- [Position identification records]

....................

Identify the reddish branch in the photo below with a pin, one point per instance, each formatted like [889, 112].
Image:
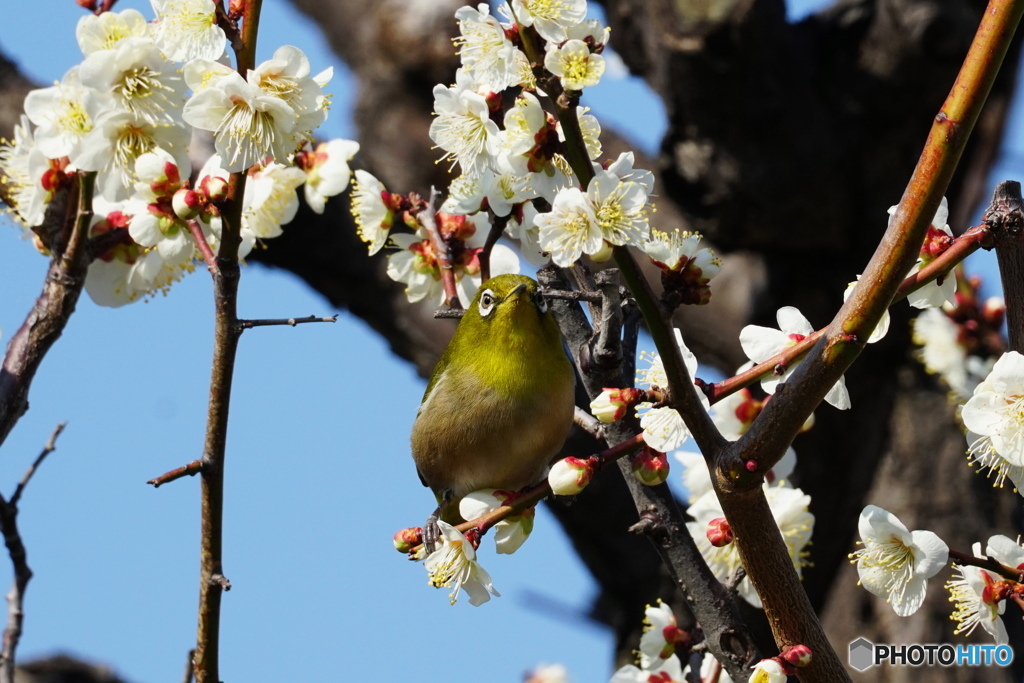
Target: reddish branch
[19, 560]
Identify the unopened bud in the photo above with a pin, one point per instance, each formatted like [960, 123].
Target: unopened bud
[186, 203]
[569, 475]
[719, 532]
[611, 404]
[214, 187]
[798, 655]
[650, 467]
[408, 539]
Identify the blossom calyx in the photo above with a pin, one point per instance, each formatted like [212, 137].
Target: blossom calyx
[570, 475]
[720, 532]
[650, 467]
[611, 404]
[797, 655]
[407, 539]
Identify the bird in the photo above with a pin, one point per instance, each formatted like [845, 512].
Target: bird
[500, 402]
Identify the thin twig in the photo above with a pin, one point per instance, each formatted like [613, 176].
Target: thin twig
[50, 446]
[246, 325]
[192, 469]
[497, 227]
[189, 668]
[19, 560]
[204, 246]
[588, 423]
[45, 323]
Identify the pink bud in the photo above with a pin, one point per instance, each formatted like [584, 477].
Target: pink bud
[569, 475]
[186, 203]
[408, 539]
[798, 655]
[650, 467]
[719, 532]
[214, 187]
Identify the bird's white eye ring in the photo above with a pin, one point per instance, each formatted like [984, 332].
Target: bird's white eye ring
[486, 302]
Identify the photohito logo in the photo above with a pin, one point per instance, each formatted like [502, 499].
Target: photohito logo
[864, 654]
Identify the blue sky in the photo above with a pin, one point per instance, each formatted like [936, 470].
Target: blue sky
[317, 476]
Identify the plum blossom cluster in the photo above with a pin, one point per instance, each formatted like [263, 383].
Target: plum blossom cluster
[514, 174]
[896, 563]
[127, 114]
[960, 342]
[664, 647]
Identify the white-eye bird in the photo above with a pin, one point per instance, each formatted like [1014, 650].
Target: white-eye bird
[500, 402]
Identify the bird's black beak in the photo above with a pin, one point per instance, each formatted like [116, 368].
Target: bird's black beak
[515, 292]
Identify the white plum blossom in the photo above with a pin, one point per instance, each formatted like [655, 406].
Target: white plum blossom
[664, 428]
[286, 76]
[623, 167]
[187, 29]
[761, 343]
[668, 671]
[933, 294]
[202, 74]
[620, 207]
[768, 671]
[463, 128]
[65, 114]
[454, 565]
[570, 228]
[510, 532]
[270, 200]
[941, 351]
[994, 416]
[327, 171]
[522, 226]
[660, 635]
[896, 563]
[974, 602]
[22, 170]
[488, 57]
[882, 328]
[373, 216]
[550, 17]
[248, 124]
[788, 507]
[105, 31]
[118, 140]
[574, 65]
[138, 77]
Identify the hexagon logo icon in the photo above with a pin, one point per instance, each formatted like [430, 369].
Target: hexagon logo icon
[861, 654]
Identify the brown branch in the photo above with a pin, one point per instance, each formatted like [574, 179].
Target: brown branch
[247, 325]
[1005, 214]
[190, 469]
[497, 228]
[19, 560]
[588, 423]
[974, 239]
[987, 562]
[46, 321]
[203, 246]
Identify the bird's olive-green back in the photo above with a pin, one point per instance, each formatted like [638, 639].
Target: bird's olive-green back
[514, 347]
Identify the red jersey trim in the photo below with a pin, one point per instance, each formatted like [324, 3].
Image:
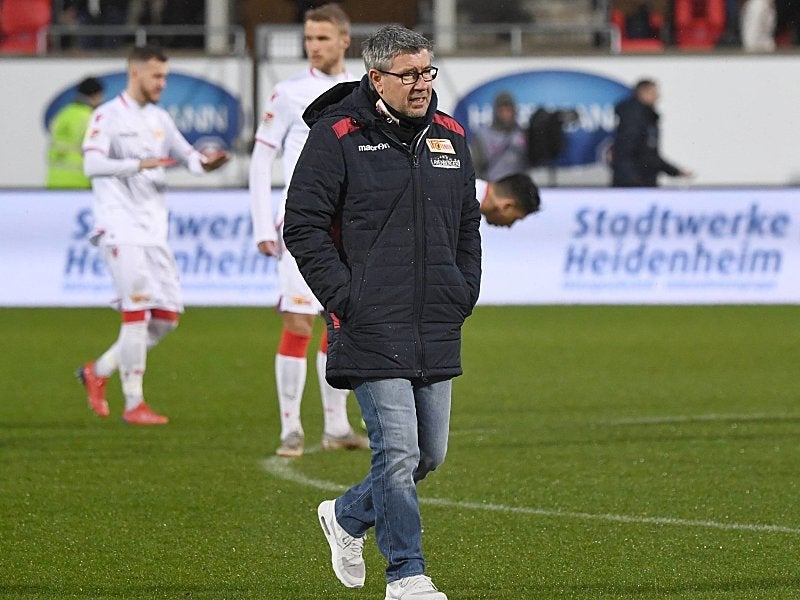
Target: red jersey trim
[345, 126]
[449, 123]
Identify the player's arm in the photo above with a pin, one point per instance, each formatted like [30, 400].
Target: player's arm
[264, 231]
[269, 141]
[97, 161]
[184, 153]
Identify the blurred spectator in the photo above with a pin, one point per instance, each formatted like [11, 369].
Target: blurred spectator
[501, 148]
[787, 26]
[640, 24]
[170, 12]
[67, 129]
[758, 25]
[98, 13]
[636, 160]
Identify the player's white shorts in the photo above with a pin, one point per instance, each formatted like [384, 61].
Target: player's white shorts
[296, 296]
[144, 277]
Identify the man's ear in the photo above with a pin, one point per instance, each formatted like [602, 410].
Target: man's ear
[375, 78]
[505, 203]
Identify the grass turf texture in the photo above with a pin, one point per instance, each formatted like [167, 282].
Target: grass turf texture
[647, 438]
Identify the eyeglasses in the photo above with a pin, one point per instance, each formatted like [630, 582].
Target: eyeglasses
[411, 77]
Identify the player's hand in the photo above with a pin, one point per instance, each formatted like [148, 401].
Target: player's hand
[155, 163]
[215, 160]
[268, 248]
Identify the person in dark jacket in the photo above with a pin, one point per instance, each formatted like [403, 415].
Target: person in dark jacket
[636, 160]
[382, 218]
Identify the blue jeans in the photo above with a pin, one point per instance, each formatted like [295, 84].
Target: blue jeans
[408, 424]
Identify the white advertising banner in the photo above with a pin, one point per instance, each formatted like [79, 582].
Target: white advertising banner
[649, 247]
[601, 246]
[47, 260]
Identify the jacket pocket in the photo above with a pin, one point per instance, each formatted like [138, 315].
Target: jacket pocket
[354, 294]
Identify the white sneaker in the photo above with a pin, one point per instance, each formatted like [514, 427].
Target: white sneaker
[418, 587]
[346, 550]
[292, 446]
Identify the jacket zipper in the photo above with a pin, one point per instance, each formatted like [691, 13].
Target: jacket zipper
[419, 252]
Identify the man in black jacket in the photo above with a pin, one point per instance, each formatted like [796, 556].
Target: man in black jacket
[636, 160]
[382, 218]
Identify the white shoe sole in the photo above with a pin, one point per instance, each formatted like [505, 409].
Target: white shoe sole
[325, 512]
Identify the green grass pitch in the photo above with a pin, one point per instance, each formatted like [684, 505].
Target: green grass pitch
[595, 452]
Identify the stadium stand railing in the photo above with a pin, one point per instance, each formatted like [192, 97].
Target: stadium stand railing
[228, 40]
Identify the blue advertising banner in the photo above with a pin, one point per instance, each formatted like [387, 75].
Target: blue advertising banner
[587, 246]
[591, 97]
[207, 115]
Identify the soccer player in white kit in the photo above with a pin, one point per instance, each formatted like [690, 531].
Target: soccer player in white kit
[129, 143]
[507, 200]
[282, 131]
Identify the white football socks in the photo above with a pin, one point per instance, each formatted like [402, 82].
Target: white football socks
[290, 377]
[132, 353]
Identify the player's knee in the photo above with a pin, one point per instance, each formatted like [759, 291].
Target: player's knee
[429, 461]
[293, 344]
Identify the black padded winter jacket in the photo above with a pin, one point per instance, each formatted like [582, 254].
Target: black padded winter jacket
[387, 238]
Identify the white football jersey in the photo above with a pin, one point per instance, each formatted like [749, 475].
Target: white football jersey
[282, 130]
[481, 189]
[129, 203]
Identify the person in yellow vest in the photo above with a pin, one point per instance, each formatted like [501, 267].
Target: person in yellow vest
[64, 157]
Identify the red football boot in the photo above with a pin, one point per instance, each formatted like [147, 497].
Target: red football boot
[96, 388]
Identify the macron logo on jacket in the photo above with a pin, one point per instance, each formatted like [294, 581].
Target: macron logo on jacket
[373, 148]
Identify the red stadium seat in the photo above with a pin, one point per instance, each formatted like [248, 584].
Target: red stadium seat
[628, 44]
[20, 24]
[698, 23]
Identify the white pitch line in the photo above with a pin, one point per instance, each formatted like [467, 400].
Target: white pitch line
[713, 417]
[282, 469]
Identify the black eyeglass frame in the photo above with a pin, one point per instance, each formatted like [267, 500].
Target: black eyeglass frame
[430, 71]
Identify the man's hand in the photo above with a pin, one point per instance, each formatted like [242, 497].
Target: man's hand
[268, 248]
[215, 160]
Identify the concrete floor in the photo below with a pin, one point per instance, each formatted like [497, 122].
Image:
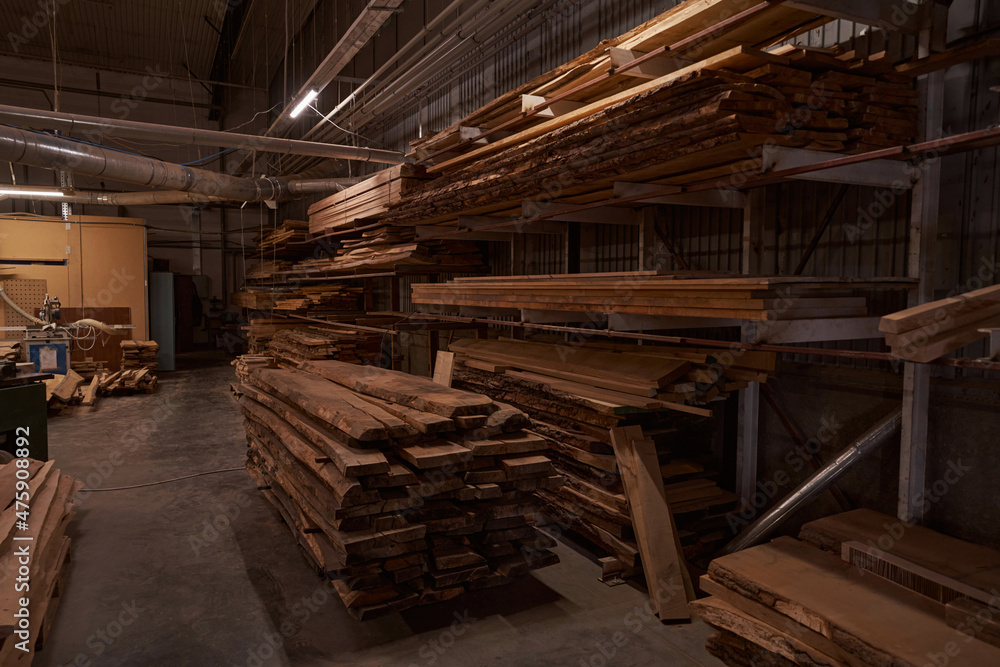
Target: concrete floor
[203, 572]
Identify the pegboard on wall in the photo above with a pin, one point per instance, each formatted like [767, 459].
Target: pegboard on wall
[29, 294]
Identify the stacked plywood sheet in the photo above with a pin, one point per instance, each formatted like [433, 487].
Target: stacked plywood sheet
[362, 202]
[402, 491]
[42, 531]
[138, 354]
[869, 590]
[930, 331]
[748, 298]
[290, 347]
[575, 396]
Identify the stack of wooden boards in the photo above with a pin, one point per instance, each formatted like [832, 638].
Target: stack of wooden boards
[364, 201]
[287, 240]
[245, 363]
[930, 331]
[377, 255]
[627, 376]
[88, 368]
[862, 588]
[660, 294]
[51, 508]
[139, 354]
[10, 351]
[290, 347]
[691, 116]
[574, 395]
[401, 491]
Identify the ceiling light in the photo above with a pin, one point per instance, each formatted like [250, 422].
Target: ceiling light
[310, 96]
[32, 193]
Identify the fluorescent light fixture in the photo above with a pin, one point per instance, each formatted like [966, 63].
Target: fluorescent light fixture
[32, 193]
[310, 96]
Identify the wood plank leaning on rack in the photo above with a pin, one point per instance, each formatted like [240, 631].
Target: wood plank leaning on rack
[667, 577]
[931, 330]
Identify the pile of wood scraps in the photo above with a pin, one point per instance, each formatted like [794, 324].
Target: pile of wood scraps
[839, 598]
[289, 239]
[576, 417]
[647, 377]
[139, 354]
[399, 490]
[695, 124]
[10, 351]
[440, 256]
[44, 529]
[654, 293]
[932, 330]
[88, 368]
[365, 201]
[290, 347]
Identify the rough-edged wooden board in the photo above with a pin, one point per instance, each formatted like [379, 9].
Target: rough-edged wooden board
[409, 390]
[875, 620]
[969, 563]
[349, 461]
[774, 619]
[666, 573]
[720, 614]
[942, 311]
[328, 402]
[444, 368]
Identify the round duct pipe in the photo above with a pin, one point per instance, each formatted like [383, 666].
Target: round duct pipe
[48, 152]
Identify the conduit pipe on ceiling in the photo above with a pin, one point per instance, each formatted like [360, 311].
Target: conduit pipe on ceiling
[94, 127]
[48, 152]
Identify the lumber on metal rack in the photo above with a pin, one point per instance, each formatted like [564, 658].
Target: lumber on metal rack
[667, 577]
[931, 330]
[400, 490]
[728, 297]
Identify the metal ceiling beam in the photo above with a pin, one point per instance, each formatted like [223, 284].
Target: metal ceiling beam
[49, 152]
[94, 127]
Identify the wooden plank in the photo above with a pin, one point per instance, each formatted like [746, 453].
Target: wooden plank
[444, 368]
[667, 577]
[324, 400]
[721, 614]
[412, 391]
[875, 620]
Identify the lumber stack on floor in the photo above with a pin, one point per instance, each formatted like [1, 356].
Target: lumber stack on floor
[10, 351]
[792, 602]
[290, 347]
[647, 377]
[138, 354]
[931, 330]
[88, 368]
[401, 491]
[576, 418]
[51, 509]
[747, 298]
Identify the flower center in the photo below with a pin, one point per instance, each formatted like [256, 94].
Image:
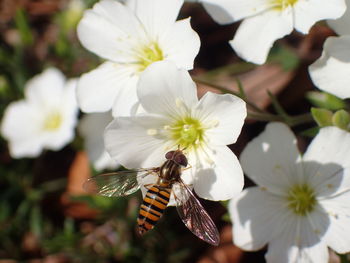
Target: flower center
[301, 199]
[282, 4]
[149, 54]
[187, 132]
[53, 121]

....................

- [DESCRIPTION OF THE TASK] Print again, word for word, every line from the line with "Identify the wood plank" to the final line of the records, inclusive; skip the pictures.

- [PROBLEM SOLUTION]
Identify the wood plank leaning on rack in the photo above with a pin, one point per instance, each formatted like [240, 631].
Target: wood plank leaning on rack
[667, 577]
[931, 330]
Identify the pile of wood scraps in the photo above with a pin, one point per instance, each formatted like [794, 324].
Target: pile of wood scraps
[839, 598]
[289, 239]
[576, 417]
[647, 377]
[139, 354]
[399, 490]
[695, 124]
[10, 351]
[440, 256]
[44, 529]
[654, 293]
[932, 330]
[88, 368]
[365, 201]
[290, 347]
Identify the rough-edged wooden board in the photo above with a pin, one point per instance, each formatted like [379, 9].
Target: rough-edged wooden board
[409, 390]
[875, 620]
[969, 563]
[349, 461]
[774, 619]
[666, 573]
[720, 614]
[942, 311]
[328, 402]
[444, 368]
Identify the round duct pipe in the photo above with a pin, one point per instance, each formatted like [383, 666].
Target: round duct pipe
[48, 152]
Identify the conduit pipe on ceiling in the photo above with a pin, one point per instance, each formatted like [360, 311].
Target: conduit pipe on ceiling
[94, 127]
[48, 152]
Identify the lumber on metal rack in the photo above with a pin, one point per instance, each formatted like [564, 658].
Target: lumber on metal rack
[667, 577]
[931, 330]
[400, 490]
[728, 297]
Identify the metal ceiling beam in the photo above with a pin, one point per instance, each formatted like [223, 284].
Target: metal ceiling beam
[49, 152]
[94, 127]
Identify the wooden plank in the photo above with a pin, one point per instance, each formatted like [746, 453].
Target: wooden plank
[444, 368]
[667, 577]
[324, 400]
[721, 614]
[412, 391]
[875, 620]
Identify the lumber stack on floor in the photo above with a pin, one point per instance, each formatted like [1, 356].
Target: lumber stack on floor
[10, 351]
[792, 602]
[290, 347]
[647, 377]
[138, 354]
[931, 330]
[88, 368]
[401, 491]
[576, 418]
[51, 509]
[747, 298]
Identify the flower center in the photo below with a pin, one point per instance, each formatted like [256, 94].
Image:
Target: flower center
[301, 199]
[282, 4]
[149, 54]
[187, 132]
[53, 121]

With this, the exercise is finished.